## Photo-based referring expression data
..............................
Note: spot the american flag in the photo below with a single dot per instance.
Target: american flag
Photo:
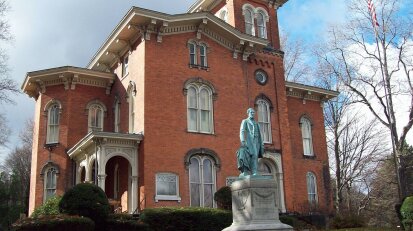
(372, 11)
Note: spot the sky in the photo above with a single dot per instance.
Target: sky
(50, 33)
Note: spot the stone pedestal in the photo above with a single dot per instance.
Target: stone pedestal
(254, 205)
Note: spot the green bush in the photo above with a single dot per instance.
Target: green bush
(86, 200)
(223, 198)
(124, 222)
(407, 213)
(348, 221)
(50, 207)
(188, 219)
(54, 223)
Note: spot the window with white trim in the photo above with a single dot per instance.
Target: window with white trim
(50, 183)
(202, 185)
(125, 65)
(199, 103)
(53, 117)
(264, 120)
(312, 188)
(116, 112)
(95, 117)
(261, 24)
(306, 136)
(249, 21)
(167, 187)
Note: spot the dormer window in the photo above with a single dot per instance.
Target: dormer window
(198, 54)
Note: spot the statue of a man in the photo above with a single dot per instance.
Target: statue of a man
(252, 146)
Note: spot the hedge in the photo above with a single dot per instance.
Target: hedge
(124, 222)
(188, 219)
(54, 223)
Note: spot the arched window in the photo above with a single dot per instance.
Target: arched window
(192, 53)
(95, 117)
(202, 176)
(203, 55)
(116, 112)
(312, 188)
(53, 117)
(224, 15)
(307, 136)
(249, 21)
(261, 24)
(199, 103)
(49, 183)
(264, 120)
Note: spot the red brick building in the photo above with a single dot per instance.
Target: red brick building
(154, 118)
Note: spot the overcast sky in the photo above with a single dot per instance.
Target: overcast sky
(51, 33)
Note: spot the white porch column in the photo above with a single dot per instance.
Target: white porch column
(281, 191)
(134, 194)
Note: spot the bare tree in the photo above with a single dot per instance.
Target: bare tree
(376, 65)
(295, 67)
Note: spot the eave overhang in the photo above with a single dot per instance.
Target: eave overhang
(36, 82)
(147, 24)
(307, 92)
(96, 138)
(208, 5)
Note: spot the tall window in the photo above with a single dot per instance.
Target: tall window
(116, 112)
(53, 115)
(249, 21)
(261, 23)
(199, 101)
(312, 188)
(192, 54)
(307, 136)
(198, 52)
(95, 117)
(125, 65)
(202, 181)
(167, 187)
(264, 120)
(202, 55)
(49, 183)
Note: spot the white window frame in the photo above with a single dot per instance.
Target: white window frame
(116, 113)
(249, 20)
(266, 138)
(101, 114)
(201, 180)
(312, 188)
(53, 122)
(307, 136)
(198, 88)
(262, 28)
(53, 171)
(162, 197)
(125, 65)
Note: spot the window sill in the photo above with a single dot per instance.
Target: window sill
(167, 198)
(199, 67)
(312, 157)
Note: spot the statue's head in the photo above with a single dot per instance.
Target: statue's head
..............................
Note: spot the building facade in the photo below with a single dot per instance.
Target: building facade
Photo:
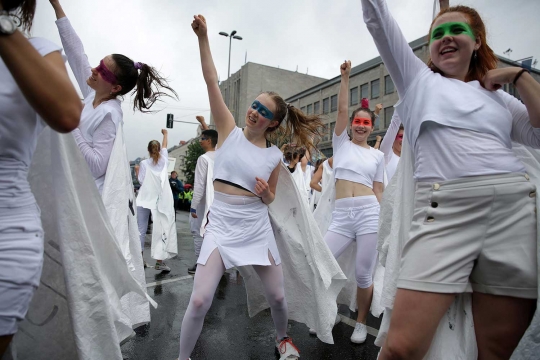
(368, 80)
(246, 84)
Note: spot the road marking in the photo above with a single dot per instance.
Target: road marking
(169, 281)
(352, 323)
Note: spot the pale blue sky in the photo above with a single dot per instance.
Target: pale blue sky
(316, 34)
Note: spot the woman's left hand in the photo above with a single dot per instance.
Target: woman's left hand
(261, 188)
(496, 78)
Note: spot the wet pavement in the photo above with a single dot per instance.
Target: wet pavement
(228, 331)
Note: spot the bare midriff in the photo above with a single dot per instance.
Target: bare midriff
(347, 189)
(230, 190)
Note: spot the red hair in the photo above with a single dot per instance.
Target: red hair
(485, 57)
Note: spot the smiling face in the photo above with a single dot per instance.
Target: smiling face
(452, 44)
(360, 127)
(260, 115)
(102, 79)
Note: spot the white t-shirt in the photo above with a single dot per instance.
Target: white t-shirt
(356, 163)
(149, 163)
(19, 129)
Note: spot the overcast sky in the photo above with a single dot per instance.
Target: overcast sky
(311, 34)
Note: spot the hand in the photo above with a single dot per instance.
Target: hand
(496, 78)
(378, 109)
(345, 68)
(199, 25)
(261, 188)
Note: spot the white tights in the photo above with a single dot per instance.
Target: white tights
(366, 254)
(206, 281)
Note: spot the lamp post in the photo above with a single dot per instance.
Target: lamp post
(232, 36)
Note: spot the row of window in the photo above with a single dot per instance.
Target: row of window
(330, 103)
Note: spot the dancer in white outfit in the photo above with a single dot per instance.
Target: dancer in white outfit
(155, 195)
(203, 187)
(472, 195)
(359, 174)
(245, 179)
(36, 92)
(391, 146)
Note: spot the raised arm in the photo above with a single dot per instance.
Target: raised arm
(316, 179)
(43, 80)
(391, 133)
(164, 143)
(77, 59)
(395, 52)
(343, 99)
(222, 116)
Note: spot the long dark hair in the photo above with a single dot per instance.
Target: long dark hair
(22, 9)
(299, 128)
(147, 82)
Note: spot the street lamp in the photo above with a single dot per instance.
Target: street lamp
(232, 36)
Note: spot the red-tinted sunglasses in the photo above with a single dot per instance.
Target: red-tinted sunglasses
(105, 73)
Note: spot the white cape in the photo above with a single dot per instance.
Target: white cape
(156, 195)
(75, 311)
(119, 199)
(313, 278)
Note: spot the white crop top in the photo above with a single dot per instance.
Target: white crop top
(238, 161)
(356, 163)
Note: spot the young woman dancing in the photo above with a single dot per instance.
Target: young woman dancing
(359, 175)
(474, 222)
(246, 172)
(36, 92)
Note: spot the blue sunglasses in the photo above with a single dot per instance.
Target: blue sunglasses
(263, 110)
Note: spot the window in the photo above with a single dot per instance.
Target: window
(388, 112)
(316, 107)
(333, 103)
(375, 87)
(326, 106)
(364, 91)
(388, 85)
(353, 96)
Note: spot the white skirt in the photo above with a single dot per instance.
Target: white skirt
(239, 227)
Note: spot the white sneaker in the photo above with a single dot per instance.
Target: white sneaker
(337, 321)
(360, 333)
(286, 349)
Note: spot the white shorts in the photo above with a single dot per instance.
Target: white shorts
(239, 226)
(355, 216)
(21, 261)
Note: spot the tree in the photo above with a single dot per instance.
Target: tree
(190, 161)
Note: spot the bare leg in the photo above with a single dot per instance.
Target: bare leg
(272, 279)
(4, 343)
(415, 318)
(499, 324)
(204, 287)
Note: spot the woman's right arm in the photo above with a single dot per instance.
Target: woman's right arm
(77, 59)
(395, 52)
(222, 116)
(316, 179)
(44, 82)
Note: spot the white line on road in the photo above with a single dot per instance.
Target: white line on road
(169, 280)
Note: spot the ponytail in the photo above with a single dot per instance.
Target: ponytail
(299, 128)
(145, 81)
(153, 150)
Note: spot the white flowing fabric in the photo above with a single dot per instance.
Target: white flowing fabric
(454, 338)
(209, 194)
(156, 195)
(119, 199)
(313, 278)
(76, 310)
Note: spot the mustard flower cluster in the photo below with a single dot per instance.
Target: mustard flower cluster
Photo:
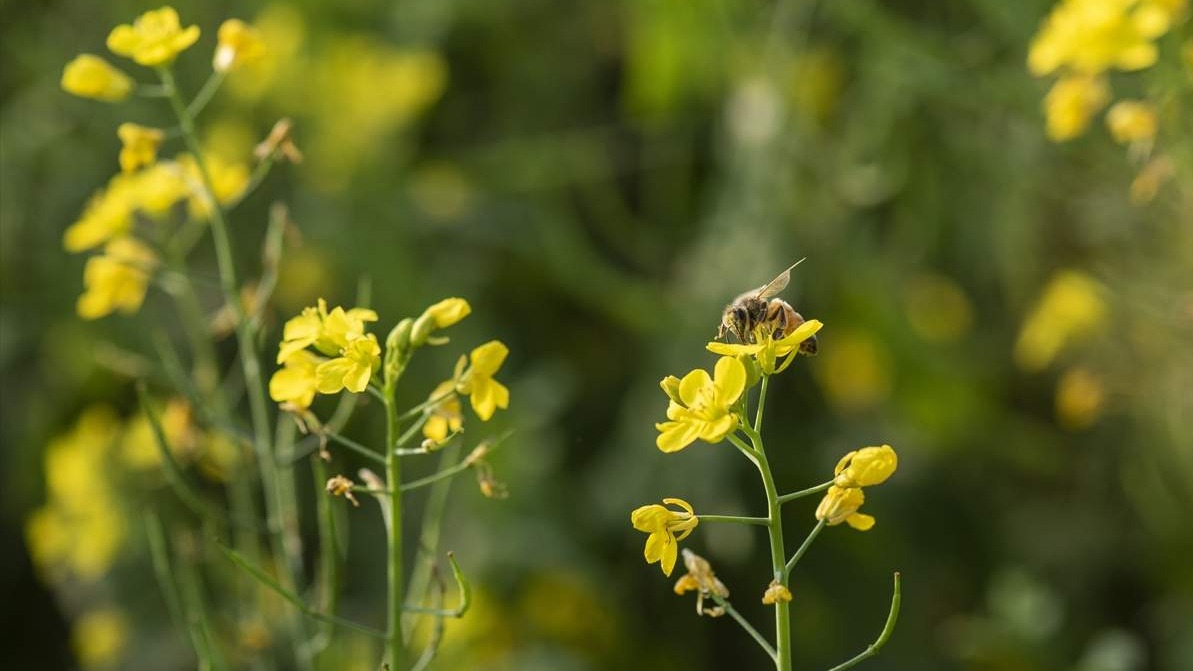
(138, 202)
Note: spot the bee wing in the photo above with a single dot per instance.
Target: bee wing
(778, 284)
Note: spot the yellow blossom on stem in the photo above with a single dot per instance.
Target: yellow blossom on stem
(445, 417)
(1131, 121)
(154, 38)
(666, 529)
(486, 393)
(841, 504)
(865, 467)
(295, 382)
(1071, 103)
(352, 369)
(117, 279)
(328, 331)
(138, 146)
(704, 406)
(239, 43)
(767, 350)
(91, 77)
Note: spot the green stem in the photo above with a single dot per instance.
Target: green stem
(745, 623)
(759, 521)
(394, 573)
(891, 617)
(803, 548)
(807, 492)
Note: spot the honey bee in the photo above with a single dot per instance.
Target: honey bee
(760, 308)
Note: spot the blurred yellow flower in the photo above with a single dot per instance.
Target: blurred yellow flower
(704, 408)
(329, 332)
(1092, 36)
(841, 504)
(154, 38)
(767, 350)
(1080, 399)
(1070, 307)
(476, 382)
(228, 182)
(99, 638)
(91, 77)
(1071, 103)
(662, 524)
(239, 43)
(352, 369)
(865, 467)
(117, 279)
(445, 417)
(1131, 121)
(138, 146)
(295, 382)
..............................
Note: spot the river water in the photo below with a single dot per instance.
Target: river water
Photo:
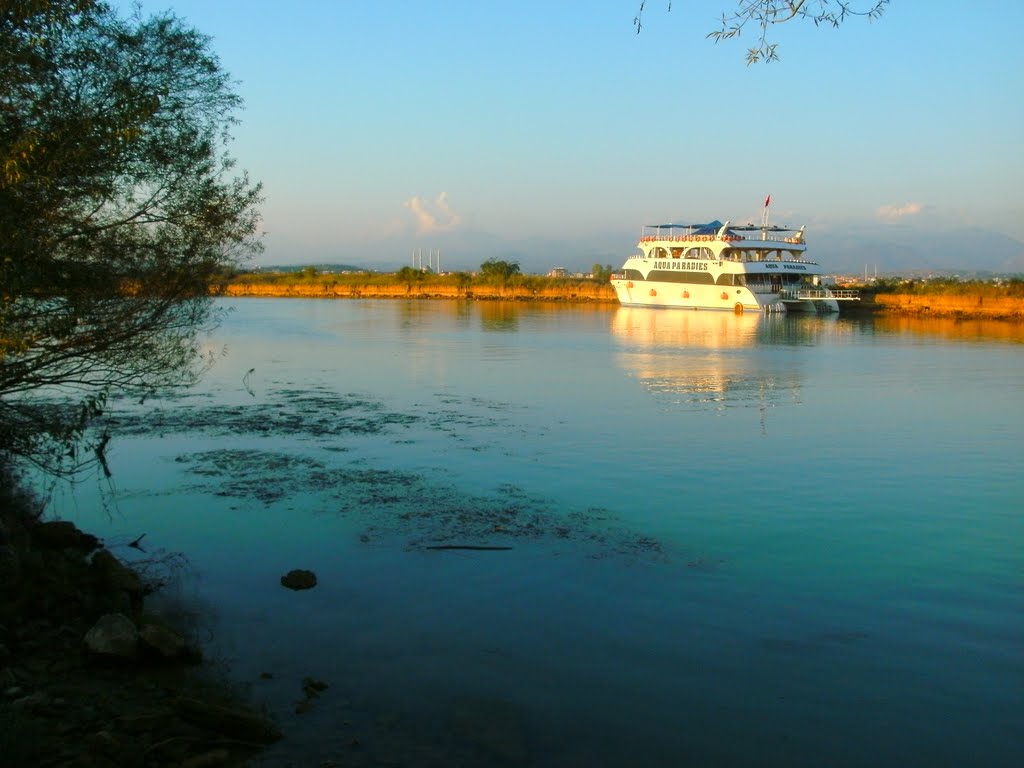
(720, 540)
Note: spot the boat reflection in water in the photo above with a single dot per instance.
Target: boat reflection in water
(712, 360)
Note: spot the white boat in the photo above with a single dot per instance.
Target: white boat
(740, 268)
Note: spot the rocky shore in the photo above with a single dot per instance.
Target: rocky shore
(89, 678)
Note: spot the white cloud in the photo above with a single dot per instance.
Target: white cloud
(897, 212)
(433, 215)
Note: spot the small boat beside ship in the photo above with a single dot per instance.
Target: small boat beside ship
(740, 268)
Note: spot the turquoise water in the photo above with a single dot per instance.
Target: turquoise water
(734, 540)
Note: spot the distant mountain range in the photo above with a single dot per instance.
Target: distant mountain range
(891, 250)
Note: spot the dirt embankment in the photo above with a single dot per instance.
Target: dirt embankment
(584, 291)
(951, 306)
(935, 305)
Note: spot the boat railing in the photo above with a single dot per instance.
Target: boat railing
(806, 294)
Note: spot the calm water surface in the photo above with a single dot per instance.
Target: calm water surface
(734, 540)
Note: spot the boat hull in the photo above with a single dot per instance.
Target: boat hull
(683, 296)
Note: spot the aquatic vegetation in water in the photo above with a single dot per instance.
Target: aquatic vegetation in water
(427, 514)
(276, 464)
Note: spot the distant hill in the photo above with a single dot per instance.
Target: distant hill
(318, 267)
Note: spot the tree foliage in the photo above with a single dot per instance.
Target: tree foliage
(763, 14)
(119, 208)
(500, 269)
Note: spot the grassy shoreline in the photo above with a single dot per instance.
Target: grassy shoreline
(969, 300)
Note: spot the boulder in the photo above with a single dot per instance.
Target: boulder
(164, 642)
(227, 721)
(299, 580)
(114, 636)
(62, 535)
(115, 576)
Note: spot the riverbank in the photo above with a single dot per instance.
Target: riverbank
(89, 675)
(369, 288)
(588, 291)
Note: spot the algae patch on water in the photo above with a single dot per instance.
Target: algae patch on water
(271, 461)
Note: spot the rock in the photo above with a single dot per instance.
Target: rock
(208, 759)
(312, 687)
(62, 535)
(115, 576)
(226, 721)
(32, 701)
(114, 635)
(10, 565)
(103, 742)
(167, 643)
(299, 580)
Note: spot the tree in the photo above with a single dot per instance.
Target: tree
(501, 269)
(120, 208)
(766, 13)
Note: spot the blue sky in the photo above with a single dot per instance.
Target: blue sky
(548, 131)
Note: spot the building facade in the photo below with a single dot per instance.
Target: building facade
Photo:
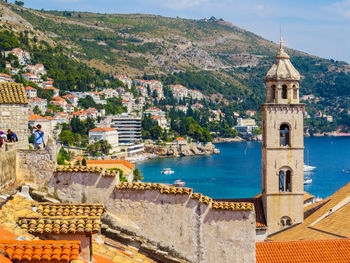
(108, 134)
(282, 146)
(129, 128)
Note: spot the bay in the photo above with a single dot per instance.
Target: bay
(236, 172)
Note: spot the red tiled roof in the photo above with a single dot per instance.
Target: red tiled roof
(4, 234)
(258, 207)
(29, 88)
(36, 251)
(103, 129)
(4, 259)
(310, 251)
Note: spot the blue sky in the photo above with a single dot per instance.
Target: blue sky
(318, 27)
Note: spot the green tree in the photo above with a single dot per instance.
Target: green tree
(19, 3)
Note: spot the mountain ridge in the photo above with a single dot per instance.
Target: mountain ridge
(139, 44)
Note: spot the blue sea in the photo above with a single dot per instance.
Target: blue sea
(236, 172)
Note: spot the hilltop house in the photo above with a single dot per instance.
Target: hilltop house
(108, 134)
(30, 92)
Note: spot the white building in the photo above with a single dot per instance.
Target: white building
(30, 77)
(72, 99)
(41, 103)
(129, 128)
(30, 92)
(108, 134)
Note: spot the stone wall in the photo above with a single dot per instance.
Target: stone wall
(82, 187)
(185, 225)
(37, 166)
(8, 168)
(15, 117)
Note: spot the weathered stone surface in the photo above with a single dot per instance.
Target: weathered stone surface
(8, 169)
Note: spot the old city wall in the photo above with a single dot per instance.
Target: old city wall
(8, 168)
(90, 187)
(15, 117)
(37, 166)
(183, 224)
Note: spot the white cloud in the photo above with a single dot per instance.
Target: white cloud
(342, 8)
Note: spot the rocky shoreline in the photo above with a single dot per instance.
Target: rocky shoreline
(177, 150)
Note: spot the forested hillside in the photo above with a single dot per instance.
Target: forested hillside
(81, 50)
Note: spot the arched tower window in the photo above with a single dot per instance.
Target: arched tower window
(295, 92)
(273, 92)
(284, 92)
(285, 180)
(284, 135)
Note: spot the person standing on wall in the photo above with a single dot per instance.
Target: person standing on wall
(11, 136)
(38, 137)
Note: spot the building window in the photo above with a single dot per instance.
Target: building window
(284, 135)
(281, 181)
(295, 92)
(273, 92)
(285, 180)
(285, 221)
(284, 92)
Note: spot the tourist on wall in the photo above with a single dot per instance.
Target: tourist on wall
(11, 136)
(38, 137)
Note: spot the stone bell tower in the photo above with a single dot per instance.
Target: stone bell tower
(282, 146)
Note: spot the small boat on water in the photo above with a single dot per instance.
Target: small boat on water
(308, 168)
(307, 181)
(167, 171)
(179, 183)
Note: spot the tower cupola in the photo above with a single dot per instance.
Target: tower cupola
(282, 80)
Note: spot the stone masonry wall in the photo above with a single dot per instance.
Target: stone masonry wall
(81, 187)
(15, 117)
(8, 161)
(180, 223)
..............................
## Exercise prompt
In the entries above, find each line that includes the string "american" and copy it.

## Reply to the exercise
Note: spot the american flag in the photo below with a single dot per instance.
Target: american flag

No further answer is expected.